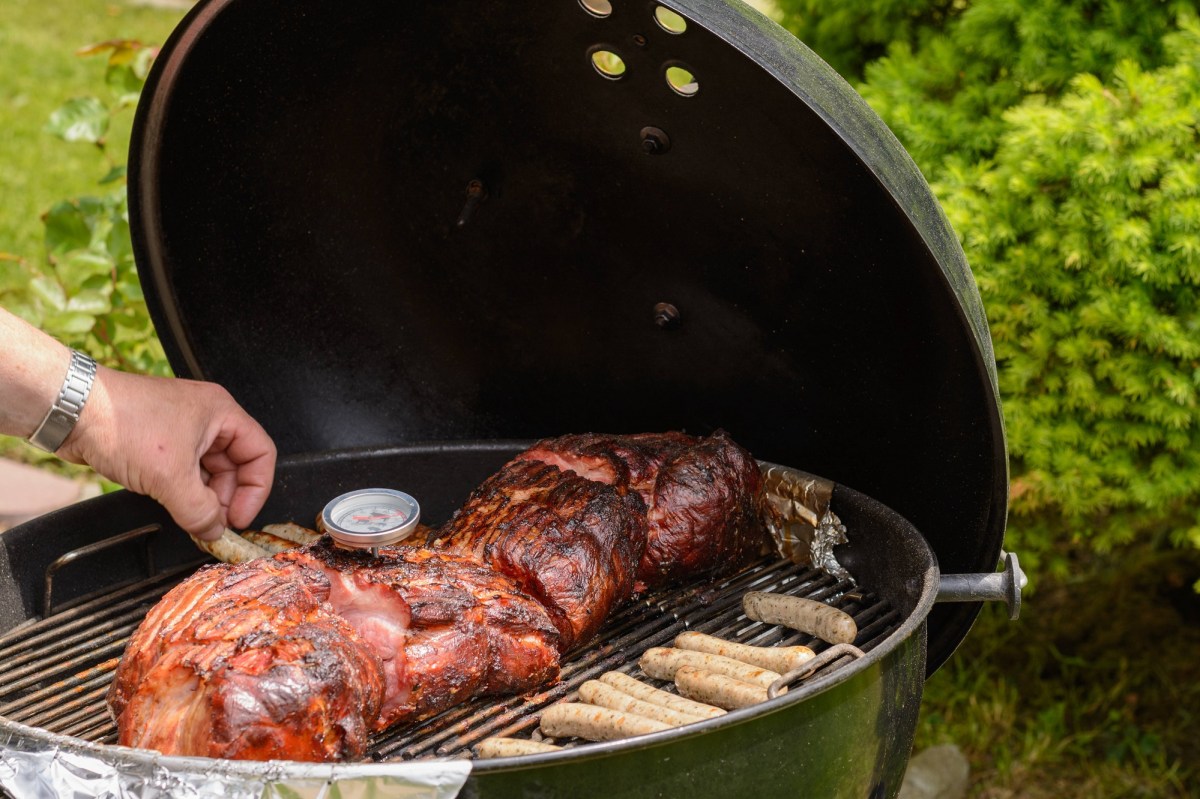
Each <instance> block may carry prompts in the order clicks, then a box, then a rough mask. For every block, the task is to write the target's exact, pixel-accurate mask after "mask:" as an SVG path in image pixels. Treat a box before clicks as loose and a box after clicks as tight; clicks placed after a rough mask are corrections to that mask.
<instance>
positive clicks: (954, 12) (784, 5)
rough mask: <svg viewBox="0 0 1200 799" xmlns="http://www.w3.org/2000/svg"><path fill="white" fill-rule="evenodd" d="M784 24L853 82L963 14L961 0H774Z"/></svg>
mask: <svg viewBox="0 0 1200 799" xmlns="http://www.w3.org/2000/svg"><path fill="white" fill-rule="evenodd" d="M775 5H776V6H778V8H779V11H780V12H781V16H782V23H784V24H785V25H786V26H787V28H788V29H790V30H791V31H792V32H793V34H796V36H797V37H798V38H799V40H800V41H802V42H804V43H805V44H808V46H809V47H810V48H812V49H814V50H816V52H817V54H820V55H821V58H822V59H824V61H827V62H828V64H829V66H832V67H833V68H835V70H836V71H838V72H840V73H841V74H842V76H845V77H846V78H847V79H851V80H860V79H862V78H863V67H864V66H865V65H866V64H868V62H870V61H874V60H876V59H878V58H881V56H883V55H886V54H887V50H888V48H889V47H892V46H894V44H899V43H904V44H907V46H908V47H910V48H912V47H914V46H916V44H917V42H918V40H920V38H923V37H924V36H926V35H928V34H930V32H932V31H938V30H941V29H942V28H943V26H944V25H946V23H947V22H948V20H949V19H950V18H952V17H955V16H958V14H959V13H961V11H962V8H964V7H965V5H966V4H965V2H964V1H962V0H871V1H870V2H865V1H862V0H859V1H850V2H830V0H776V2H775Z"/></svg>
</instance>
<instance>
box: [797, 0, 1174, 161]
mask: <svg viewBox="0 0 1200 799" xmlns="http://www.w3.org/2000/svg"><path fill="white" fill-rule="evenodd" d="M779 5H780V7H781V10H782V11H784V12H785V13H784V22H785V24H787V25H788V26H790V28H791V29H792V30H793V31H794V32H796V34H797V35H798V36H799V37H800V40H802V41H805V43H808V44H809V46H810V47H812V48H814V49H815V50H816V52H817V53H818V54H820V55H821V56H822V58H824V59H826V60H828V61H829V62H830V64H833V65H834V67H836V68H839V70H840V71H841V72H842V74H844V76H846V77H847V78H848V79H851V80H864V82H863V83H862V84H860V85H859V86H858V89H859V91H860V92H862V94H863V96H864V97H865V98H866V101H868V102H869V103H870V104H871V107H872V108H875V110H876V112H878V113H880V115H881V116H882V118H883V119H884V121H887V122H888V125H889V126H890V127H892V130H893V131H895V133H896V136H898V137H899V138H900V140H901V142H904V144H905V146H906V149H907V150H908V151H910V152H911V154H912V155H913V157H914V158H916V161H917V163H918V164H920V167H922V169H924V170H925V174H926V175H929V176H936V175H937V174H938V172H940V169H941V167H942V163H943V161H944V160H946V158H948V157H952V156H953V157H954V158H955V160H961V161H966V162H968V163H970V162H972V161H976V160H978V158H984V157H989V156H990V155H991V154H992V152H994V151H995V148H996V145H997V143H998V139H1000V136H1001V133H1002V131H1003V130H1004V121H1003V119H1002V118H1001V114H1002V113H1003V110H1004V109H1007V108H1009V107H1010V106H1014V104H1016V103H1018V102H1020V101H1021V100H1022V98H1024V97H1026V96H1028V95H1031V94H1045V95H1048V96H1051V97H1052V96H1056V95H1058V94H1060V92H1061V91H1063V90H1064V89H1066V88H1067V86H1068V85H1069V83H1070V82H1072V79H1073V78H1074V77H1075V76H1076V74H1079V73H1084V72H1086V73H1091V74H1094V76H1097V77H1099V78H1102V79H1109V78H1110V77H1111V74H1112V70H1114V67H1115V66H1116V65H1117V64H1120V62H1121V61H1123V60H1132V61H1134V62H1136V64H1139V65H1141V66H1142V67H1146V68H1152V67H1156V66H1158V65H1160V64H1163V59H1164V50H1163V44H1162V37H1163V34H1164V31H1168V30H1170V29H1171V28H1172V26H1174V20H1175V18H1176V17H1177V16H1178V14H1180V13H1183V12H1186V11H1188V10H1194V8H1195V6H1196V4H1195V2H1194V1H1190V0H1122V1H1120V2H1115V1H1111V0H1110V1H1106V2H1100V1H1097V0H974V1H973V2H967V0H949V1H947V0H924V1H922V0H851V1H848V2H845V1H839V2H833V1H830V0H779ZM889 31H890V32H889ZM884 47H886V53H887V54H886V56H884V58H878V59H875V60H870V59H872V58H874V56H876V55H877V54H880V53H881V52H882V50H883V48H884Z"/></svg>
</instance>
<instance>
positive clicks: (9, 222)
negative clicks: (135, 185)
mask: <svg viewBox="0 0 1200 799" xmlns="http://www.w3.org/2000/svg"><path fill="white" fill-rule="evenodd" d="M182 14H184V11H182V10H180V8H160V7H148V6H139V5H134V4H132V2H128V1H116V0H109V1H104V0H4V10H2V12H0V131H2V133H0V253H2V256H0V257H4V258H5V260H6V263H8V264H10V266H11V265H12V264H13V263H14V262H13V260H12V259H13V258H19V259H22V260H24V262H25V264H26V265H28V266H29V268H37V266H40V265H41V264H42V263H43V256H42V224H41V215H42V214H43V212H44V211H46V210H47V209H48V208H49V206H50V205H52V204H53V203H55V202H56V200H60V199H66V198H68V197H77V196H79V194H88V193H95V192H96V191H97V188H96V186H97V181H98V180H100V179H101V178H102V176H103V175H104V173H106V172H108V168H107V162H106V161H104V158H103V157H102V156H101V154H100V152H98V151H97V150H96V149H95V148H92V146H90V145H85V144H66V143H64V142H61V140H59V139H56V138H55V137H53V136H50V134H49V133H46V132H44V131H43V130H42V128H43V126H44V125H46V120H47V119H48V118H49V115H50V113H52V112H54V109H55V108H58V107H59V106H61V104H62V103H64V102H65V101H66V100H68V98H71V97H74V96H82V95H97V94H102V92H104V91H106V86H104V84H103V76H104V60H103V59H104V56H103V55H96V56H89V58H80V56H77V55H76V54H74V53H76V50H77V49H79V48H80V47H84V46H86V44H92V43H95V42H102V41H106V40H112V38H134V40H139V41H142V42H146V43H154V44H161V43H162V42H163V41H166V38H167V35H168V34H169V32H170V31H172V29H173V28H174V26H175V24H176V23H178V22H179V20H180V19H181V18H182ZM130 116H131V114H126V115H125V116H124V118H122V119H121V120H120V124H119V125H118V126H115V127H114V130H112V131H110V133H109V139H110V140H112V142H113V143H114V144H115V143H118V142H120V143H122V144H121V148H120V150H119V155H120V152H121V151H122V150H124V148H125V146H126V144H125V143H127V140H128V126H130V124H131V119H130ZM124 160H125V158H124V155H121V161H122V162H124Z"/></svg>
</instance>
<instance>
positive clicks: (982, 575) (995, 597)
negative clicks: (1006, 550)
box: [934, 552, 1028, 621]
mask: <svg viewBox="0 0 1200 799" xmlns="http://www.w3.org/2000/svg"><path fill="white" fill-rule="evenodd" d="M1002 554H1003V558H1004V567H1003V570H1001V571H996V572H991V573H984V575H942V577H941V582H940V583H938V587H937V599H935V600H934V601H935V602H1003V603H1004V605H1007V606H1008V618H1009V619H1012V620H1013V621H1015V620H1016V619H1018V617H1019V615H1020V614H1021V589H1024V588H1025V585H1026V583H1028V579H1027V578H1026V577H1025V572H1024V571H1021V565H1020V563H1019V561H1018V559H1016V553H1013V552H1004V553H1002Z"/></svg>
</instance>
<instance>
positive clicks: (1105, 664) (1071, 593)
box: [916, 552, 1200, 799]
mask: <svg viewBox="0 0 1200 799" xmlns="http://www.w3.org/2000/svg"><path fill="white" fill-rule="evenodd" d="M1122 555H1124V557H1123V559H1122V567H1121V569H1118V570H1100V571H1098V572H1097V571H1093V570H1090V569H1087V566H1086V565H1084V564H1076V570H1075V573H1074V575H1073V576H1072V577H1070V578H1069V579H1068V581H1064V582H1055V583H1054V584H1046V585H1044V589H1043V590H1039V591H1038V594H1037V596H1036V599H1034V601H1033V602H1030V603H1028V605H1026V607H1025V611H1024V612H1022V613H1021V619H1020V620H1019V621H1018V623H1012V621H1009V620H1008V615H1007V611H1006V609H1004V607H1002V606H998V605H988V606H985V607H984V611H983V613H982V615H980V617H979V620H978V621H977V624H976V627H974V629H973V630H972V632H971V635H970V636H968V637H967V639H966V641H965V642H964V643H962V647H961V648H960V649H959V651H958V653H955V656H954V659H953V660H950V661H949V662H948V663H946V666H943V667H942V668H941V669H940V671H938V672H937V673H936V674H934V675H932V678H930V680H929V681H928V683H926V685H925V696H924V702H923V704H922V725H920V726H919V728H918V731H917V743H916V749H917V750H922V749H924V747H926V746H932V745H937V744H947V743H953V744H955V745H958V746H959V747H961V749H962V750H964V752H965V753H966V755H967V757H968V759H970V762H971V771H972V774H971V779H972V782H973V783H974V786H976V787H974V789H973V791H972V792H970V793H968V794H967V795H971V797H976V798H977V799H982V798H989V799H1000V798H1001V797H1021V799H1063V798H1066V797H1078V798H1080V799H1084V798H1086V799H1098V798H1104V797H1156V798H1159V799H1166V798H1178V799H1183V798H1184V797H1195V795H1196V793H1195V786H1196V785H1198V780H1200V739H1198V738H1196V735H1195V732H1194V731H1195V723H1196V713H1198V710H1200V683H1198V681H1196V680H1195V679H1194V671H1195V662H1196V660H1198V659H1200V626H1198V625H1196V624H1195V618H1196V613H1200V595H1198V594H1195V593H1193V591H1192V589H1190V583H1192V581H1194V579H1195V577H1196V575H1200V552H1156V553H1140V554H1139V553H1134V552H1122ZM1164 642H1170V644H1169V648H1168V649H1164Z"/></svg>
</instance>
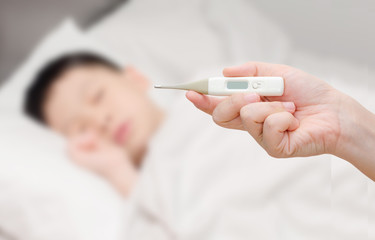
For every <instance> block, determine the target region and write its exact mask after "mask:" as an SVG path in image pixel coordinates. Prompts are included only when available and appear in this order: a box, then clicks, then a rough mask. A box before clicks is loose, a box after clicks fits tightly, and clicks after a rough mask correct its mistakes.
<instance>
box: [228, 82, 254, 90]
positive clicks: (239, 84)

## About this task
Retype only the stretch of lines above starting at the one with "box: [934, 552, 1028, 621]" and stopping at the one with "positive clicks: (1105, 664) (1071, 593)", exactly as written, with both kept.

## Finished exercise
box: [934, 552, 1028, 621]
mask: <svg viewBox="0 0 1200 799" xmlns="http://www.w3.org/2000/svg"><path fill="white" fill-rule="evenodd" d="M1002 554H1003V558H1004V567H1003V570H1001V571H996V572H991V573H984V575H942V577H941V582H940V583H938V587H937V599H935V600H934V601H935V602H1003V603H1004V605H1007V606H1008V618H1009V619H1012V620H1013V621H1015V620H1016V619H1018V617H1019V615H1020V614H1021V589H1024V588H1025V585H1026V583H1028V579H1027V578H1026V577H1025V572H1024V571H1021V565H1020V563H1019V561H1018V559H1016V553H1013V552H1004V553H1002Z"/></svg>
</instance>
<instance>
positive clicks: (1105, 664) (1071, 593)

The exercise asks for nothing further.